* [Directions]: With the string "shelf" as the filter, copy each matching line from the records.

Natural-language object grounding data:
- - - -

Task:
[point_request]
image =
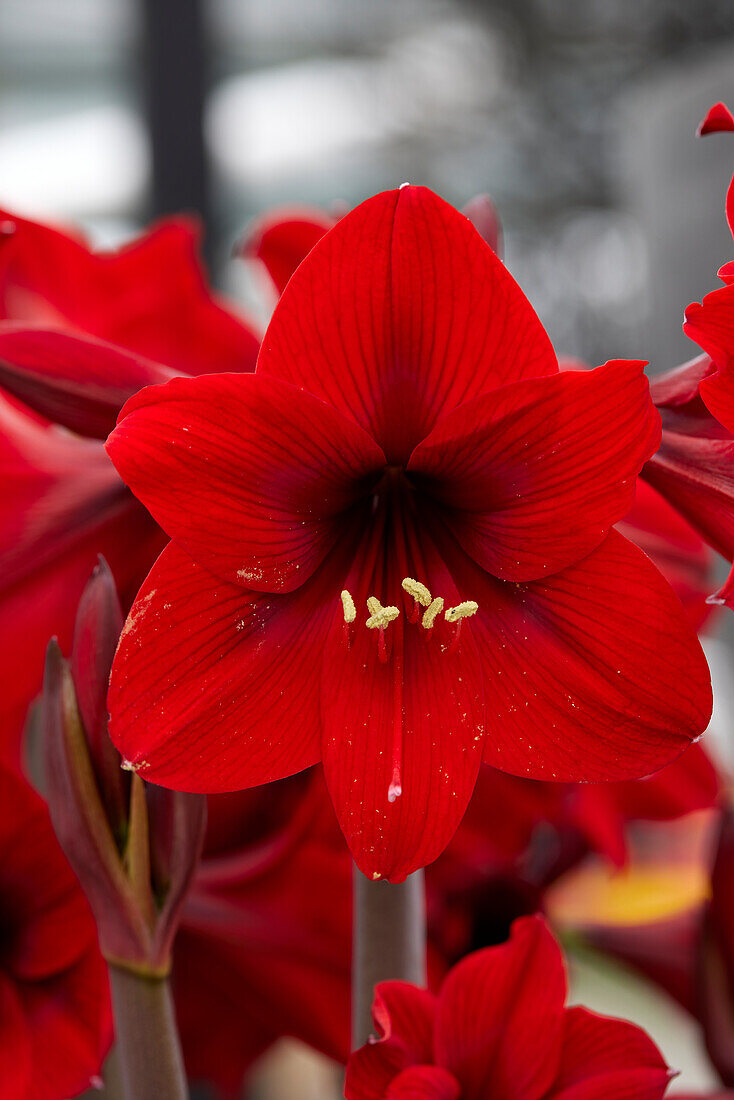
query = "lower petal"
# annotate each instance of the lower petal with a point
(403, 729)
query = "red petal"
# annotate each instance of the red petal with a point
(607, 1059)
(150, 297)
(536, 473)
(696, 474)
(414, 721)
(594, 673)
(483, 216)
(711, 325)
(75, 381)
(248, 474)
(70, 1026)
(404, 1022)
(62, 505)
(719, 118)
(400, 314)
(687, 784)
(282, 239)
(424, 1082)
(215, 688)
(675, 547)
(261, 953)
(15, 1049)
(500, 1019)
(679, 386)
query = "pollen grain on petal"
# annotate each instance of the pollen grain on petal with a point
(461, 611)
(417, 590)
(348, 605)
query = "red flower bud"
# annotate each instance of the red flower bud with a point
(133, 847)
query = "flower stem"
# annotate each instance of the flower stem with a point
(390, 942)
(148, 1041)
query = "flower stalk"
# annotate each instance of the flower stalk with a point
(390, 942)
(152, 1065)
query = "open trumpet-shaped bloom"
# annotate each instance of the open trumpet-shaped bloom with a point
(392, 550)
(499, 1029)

- - - -

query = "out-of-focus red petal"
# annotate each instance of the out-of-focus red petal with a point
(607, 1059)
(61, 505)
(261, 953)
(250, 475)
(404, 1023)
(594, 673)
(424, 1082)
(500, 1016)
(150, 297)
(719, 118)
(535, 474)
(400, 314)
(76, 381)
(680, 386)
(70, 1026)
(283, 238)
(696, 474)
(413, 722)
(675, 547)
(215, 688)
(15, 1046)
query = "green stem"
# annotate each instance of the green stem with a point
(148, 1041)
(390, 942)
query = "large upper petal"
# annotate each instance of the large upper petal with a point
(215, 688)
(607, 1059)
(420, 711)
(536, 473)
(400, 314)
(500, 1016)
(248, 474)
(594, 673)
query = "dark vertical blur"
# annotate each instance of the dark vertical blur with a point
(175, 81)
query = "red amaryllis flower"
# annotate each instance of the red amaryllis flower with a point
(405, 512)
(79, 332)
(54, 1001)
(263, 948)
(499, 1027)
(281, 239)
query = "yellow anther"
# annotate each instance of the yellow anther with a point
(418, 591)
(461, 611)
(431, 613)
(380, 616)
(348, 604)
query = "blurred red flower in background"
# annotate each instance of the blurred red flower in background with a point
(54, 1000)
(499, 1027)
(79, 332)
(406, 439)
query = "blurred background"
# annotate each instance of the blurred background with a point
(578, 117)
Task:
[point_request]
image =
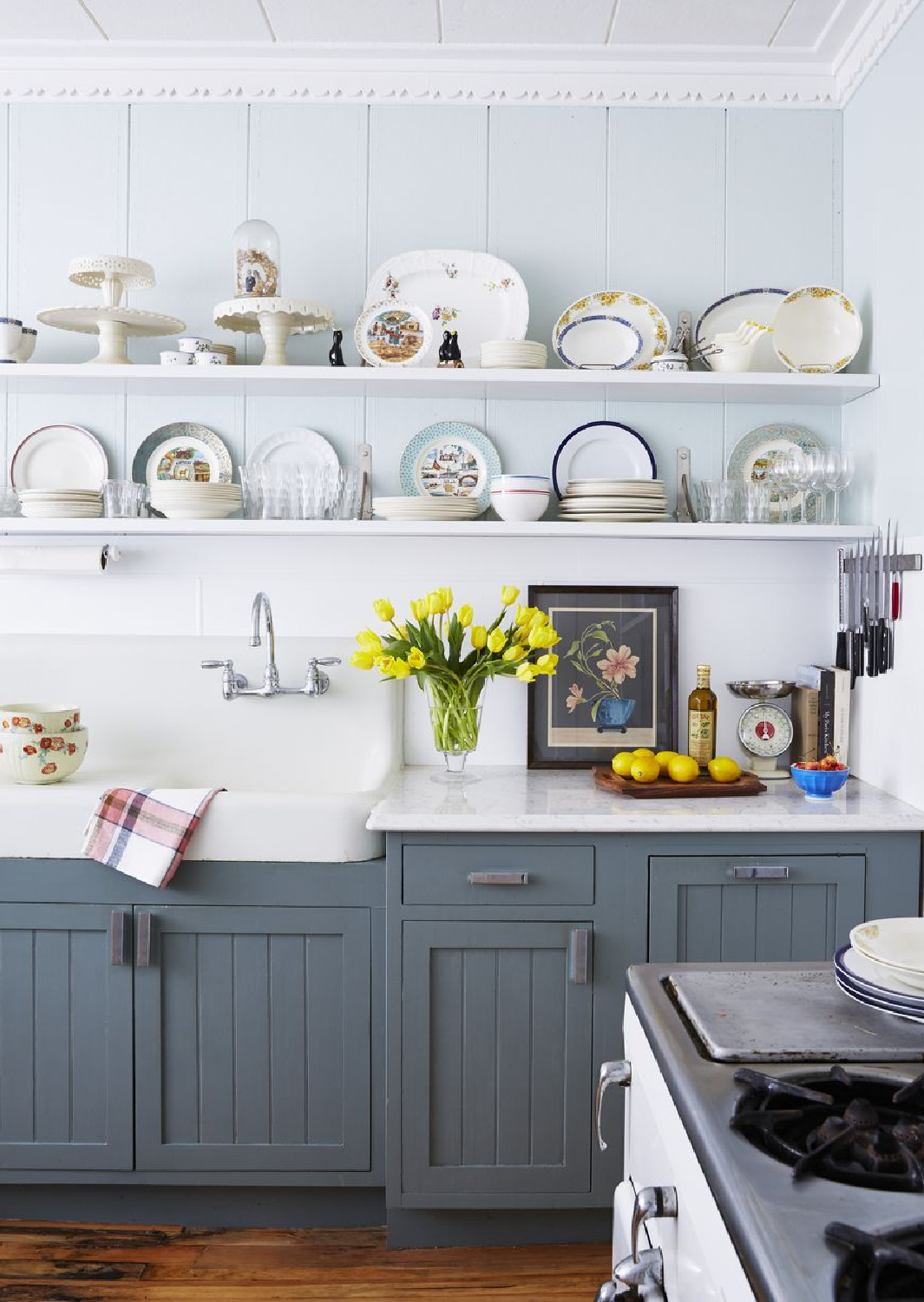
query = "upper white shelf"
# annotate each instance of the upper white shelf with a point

- - - -

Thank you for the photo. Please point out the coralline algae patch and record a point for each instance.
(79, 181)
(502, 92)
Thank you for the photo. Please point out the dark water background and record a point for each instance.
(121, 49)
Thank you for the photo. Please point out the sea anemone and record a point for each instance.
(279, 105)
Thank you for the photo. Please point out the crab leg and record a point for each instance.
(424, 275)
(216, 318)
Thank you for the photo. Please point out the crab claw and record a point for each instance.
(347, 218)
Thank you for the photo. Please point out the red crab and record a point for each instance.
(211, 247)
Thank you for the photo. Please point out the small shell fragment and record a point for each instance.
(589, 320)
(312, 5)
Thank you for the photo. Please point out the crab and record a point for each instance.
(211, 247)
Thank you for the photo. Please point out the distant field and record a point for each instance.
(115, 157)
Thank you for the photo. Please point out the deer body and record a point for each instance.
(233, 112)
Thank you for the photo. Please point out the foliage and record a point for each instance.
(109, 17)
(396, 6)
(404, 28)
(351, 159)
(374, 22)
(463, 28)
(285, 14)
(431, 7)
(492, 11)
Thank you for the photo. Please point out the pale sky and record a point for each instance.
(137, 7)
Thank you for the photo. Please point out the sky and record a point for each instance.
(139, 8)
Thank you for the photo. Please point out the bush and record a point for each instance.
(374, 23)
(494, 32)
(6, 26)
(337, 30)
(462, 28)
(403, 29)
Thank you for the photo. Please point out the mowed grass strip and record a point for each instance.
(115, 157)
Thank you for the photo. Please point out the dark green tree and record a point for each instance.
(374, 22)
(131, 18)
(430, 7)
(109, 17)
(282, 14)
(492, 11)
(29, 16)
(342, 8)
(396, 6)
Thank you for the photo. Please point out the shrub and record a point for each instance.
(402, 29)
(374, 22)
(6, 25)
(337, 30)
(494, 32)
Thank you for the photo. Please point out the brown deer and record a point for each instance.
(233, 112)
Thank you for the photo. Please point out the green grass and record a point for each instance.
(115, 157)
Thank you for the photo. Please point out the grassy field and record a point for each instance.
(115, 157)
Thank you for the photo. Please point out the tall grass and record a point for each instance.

- - - -

* [Response box]:
query = "upper white shelf"
# annotate each instance of the upper white shelf with a point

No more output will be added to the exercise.